● Source passage
+--

Tha Smokin' Nephew is the first major label studio album by the rapper Baby Bash and his third album overall. Released on September 23, 2003 by Universal Records, it entered the Billboard 200 at number 48. Five months after its release, the album was certified Gold by the RIAA. By March 2005, the album had sold 531,000 copies in the United States.

Singles 
Suga Suga is a song by American rapper Baby Bash featuring Frankie J. The song was written by both singers and was released on July 21, 2003, as the second and final single from Baby Bash's third studio album, Tha Smokin' Nephew (2003). It is Baby Bash's highest-charting song on the US Billboard Hot 100, reaching number seven, and it appeared on several international rankings, including the New Zealand Singles Chart, where it peaked at number one. It has received sales certifications in Australia, Germany, New Zealand, and the United States.

A second single named Shorty Doowop featuring Tiffany Villarreal et Russell Lee was released in 2004.

+--

● Given entries
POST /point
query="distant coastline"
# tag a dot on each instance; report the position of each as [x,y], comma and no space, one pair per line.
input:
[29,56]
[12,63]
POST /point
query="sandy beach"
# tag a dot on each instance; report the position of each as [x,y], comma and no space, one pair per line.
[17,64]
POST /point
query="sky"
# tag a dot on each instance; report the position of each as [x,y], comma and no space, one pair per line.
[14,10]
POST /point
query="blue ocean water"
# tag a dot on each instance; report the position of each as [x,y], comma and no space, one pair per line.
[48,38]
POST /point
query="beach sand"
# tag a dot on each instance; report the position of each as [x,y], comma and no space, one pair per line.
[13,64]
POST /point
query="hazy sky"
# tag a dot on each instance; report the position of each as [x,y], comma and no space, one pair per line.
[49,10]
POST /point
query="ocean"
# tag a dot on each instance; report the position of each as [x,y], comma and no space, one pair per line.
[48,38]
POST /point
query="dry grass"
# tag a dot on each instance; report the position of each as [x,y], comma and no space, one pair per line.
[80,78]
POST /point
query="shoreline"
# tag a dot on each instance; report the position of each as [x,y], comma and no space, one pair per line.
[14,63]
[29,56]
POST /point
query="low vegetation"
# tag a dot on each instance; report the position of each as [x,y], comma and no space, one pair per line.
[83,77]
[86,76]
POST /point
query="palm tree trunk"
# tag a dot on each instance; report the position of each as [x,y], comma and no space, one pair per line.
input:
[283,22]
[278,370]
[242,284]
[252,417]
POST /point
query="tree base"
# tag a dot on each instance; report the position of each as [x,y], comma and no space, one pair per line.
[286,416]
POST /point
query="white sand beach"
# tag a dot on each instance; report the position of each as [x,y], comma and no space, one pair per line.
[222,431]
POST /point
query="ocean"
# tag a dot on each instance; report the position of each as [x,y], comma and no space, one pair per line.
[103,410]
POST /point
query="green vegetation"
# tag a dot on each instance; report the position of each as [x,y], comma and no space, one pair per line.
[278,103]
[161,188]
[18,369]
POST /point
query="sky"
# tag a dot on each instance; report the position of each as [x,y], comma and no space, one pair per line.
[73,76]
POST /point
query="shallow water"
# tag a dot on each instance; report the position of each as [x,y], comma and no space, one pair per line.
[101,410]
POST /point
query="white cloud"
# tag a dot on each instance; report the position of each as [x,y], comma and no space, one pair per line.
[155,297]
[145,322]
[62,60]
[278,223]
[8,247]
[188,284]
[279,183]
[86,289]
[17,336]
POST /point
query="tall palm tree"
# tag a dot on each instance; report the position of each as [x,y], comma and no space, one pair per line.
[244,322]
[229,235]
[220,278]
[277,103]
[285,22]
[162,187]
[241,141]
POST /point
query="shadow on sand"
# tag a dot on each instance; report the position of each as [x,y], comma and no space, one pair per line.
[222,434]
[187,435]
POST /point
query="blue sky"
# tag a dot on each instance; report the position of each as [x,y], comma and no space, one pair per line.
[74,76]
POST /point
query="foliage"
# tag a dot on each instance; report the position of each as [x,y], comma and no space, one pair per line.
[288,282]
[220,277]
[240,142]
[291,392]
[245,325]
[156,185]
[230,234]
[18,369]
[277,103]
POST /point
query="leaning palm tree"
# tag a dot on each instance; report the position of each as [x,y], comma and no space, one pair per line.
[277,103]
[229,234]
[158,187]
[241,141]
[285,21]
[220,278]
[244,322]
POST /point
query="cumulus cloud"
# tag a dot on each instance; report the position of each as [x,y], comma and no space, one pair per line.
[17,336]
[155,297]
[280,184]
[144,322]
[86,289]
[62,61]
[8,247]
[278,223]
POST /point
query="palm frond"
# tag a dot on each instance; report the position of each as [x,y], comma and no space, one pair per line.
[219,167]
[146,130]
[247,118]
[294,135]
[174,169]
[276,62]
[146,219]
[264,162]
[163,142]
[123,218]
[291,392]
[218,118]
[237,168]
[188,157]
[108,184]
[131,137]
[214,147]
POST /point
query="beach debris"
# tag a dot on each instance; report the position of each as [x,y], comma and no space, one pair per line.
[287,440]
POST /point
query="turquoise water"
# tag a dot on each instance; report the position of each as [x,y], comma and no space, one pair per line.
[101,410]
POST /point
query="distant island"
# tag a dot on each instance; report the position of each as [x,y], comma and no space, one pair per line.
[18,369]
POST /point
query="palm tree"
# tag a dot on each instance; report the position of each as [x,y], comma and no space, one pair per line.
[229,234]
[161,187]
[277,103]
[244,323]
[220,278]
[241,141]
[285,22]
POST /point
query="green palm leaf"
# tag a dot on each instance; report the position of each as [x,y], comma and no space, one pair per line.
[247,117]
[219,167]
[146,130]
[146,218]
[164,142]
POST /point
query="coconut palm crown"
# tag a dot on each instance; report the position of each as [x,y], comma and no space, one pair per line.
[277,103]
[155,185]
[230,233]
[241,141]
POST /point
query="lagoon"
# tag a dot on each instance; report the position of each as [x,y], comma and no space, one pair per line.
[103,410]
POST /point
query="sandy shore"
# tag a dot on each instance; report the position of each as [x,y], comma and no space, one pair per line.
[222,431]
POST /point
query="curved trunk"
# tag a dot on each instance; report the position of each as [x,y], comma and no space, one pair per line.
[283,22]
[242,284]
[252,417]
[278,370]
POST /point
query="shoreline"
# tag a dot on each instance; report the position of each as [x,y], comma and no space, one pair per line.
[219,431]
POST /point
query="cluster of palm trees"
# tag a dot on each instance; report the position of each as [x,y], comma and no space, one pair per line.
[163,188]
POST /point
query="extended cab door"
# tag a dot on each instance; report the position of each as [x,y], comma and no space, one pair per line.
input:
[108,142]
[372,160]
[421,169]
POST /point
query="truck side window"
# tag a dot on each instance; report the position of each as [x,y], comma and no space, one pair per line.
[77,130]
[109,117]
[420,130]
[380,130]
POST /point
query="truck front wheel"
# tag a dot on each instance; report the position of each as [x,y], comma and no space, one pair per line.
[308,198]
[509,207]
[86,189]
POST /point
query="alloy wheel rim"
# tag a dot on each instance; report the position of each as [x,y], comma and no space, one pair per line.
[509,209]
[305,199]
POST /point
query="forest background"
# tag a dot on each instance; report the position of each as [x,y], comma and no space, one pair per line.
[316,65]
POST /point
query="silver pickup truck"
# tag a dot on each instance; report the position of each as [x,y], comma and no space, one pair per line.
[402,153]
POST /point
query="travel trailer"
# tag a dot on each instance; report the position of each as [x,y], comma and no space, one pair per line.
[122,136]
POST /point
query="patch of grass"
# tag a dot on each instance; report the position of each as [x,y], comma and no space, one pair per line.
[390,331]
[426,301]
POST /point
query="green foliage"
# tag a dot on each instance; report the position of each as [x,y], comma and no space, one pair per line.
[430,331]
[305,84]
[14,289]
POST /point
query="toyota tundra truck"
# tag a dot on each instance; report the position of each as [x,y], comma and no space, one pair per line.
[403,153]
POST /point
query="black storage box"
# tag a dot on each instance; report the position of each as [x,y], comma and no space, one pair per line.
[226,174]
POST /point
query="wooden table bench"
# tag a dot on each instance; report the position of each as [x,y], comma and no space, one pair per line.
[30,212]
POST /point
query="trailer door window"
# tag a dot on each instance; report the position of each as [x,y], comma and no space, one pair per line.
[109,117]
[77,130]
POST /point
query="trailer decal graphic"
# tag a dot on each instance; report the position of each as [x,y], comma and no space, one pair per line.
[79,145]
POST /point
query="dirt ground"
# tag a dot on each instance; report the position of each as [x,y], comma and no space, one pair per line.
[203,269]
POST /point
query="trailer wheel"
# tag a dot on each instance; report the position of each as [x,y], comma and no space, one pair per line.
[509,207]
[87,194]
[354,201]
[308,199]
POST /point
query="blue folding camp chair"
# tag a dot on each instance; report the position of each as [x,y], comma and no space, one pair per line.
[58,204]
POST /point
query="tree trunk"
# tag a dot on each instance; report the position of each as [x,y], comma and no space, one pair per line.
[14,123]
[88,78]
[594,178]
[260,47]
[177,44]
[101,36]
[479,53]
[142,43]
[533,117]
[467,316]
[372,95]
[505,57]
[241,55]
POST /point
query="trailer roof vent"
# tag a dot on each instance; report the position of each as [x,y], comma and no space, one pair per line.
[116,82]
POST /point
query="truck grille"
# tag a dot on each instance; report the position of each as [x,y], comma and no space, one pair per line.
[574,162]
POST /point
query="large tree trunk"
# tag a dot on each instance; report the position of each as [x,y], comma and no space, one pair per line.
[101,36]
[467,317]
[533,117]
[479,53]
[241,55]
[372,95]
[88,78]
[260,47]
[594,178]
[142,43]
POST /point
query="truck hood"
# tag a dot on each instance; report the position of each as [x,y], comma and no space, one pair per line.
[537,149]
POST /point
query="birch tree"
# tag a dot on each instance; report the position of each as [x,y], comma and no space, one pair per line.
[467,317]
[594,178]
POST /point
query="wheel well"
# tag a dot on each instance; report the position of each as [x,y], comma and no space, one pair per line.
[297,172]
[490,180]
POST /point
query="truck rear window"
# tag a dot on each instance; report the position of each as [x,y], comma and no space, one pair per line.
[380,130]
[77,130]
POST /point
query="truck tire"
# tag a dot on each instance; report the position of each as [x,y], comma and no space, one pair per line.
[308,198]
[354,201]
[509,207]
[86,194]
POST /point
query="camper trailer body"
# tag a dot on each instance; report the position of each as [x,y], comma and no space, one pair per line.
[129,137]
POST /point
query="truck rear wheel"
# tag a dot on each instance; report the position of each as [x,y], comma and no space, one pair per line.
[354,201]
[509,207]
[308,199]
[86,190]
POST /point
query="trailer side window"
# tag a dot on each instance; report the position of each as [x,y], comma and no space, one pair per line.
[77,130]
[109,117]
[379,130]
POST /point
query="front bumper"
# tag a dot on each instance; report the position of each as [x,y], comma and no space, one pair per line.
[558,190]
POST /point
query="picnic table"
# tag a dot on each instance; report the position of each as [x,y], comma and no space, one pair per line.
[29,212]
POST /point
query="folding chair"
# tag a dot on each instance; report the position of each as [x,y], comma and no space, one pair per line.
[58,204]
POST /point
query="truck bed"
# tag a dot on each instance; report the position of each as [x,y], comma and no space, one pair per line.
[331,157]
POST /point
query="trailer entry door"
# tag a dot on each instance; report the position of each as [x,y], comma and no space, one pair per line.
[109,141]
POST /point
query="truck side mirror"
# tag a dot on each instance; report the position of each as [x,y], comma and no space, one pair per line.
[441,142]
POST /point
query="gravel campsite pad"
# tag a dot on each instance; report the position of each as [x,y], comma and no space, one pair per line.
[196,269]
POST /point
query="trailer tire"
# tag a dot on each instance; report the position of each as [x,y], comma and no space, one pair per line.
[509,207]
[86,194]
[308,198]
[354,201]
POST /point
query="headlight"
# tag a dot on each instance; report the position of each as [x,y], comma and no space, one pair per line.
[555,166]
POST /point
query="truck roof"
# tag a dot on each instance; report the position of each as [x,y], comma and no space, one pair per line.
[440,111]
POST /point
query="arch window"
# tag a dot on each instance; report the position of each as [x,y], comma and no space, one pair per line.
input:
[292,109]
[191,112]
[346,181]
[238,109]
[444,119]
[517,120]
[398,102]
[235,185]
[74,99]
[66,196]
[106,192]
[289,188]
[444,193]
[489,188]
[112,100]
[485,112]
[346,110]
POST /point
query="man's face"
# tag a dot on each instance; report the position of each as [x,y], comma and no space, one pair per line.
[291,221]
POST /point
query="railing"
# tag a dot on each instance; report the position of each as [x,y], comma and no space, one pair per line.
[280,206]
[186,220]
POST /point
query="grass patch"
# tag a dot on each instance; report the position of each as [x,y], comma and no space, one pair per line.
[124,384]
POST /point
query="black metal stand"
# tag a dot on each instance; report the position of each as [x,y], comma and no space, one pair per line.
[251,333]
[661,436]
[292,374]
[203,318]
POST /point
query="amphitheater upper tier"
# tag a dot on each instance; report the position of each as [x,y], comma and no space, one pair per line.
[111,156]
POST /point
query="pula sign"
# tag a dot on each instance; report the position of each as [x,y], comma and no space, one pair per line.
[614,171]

+--

Proceed with the passage on Tha Smokin' Nephew, picking up after its last sentence. The lines have no connection to the passage on Tha Smokin' Nephew.

● Exercise answer
Critical reception

Steve 'Flash' Juon of RapReviews gave the album high praise for Happy Perez's Hispanic-influenced production and Bash's smooth, laid-back delivery, concluding that "Bash may be a long-time veteran of hip-hop and latin rap, but he represents the newest trends and emerging dopeness of regionally recognized hispanic hip-hop to the best and fullest. Easily one of 2003's "must cop" albums, Tha Smokin' Nephew will open many eyes and please just as many ears." AllMusic's David Jeffries also praised Perez's production for being energetic and cohesive, and Bash's lyrical content for containing different topics, concluding that "At 17 tracks it runs a little long, but there are only a few seeds and sticks to pick out of Baby Bash's fat bag." Jonah Weiner of Blender panned the album for its lady-focused lyrical content being mediocrely delivered over subpar production. He added that the single "Suga Suga" was the only noteworthy track on the album.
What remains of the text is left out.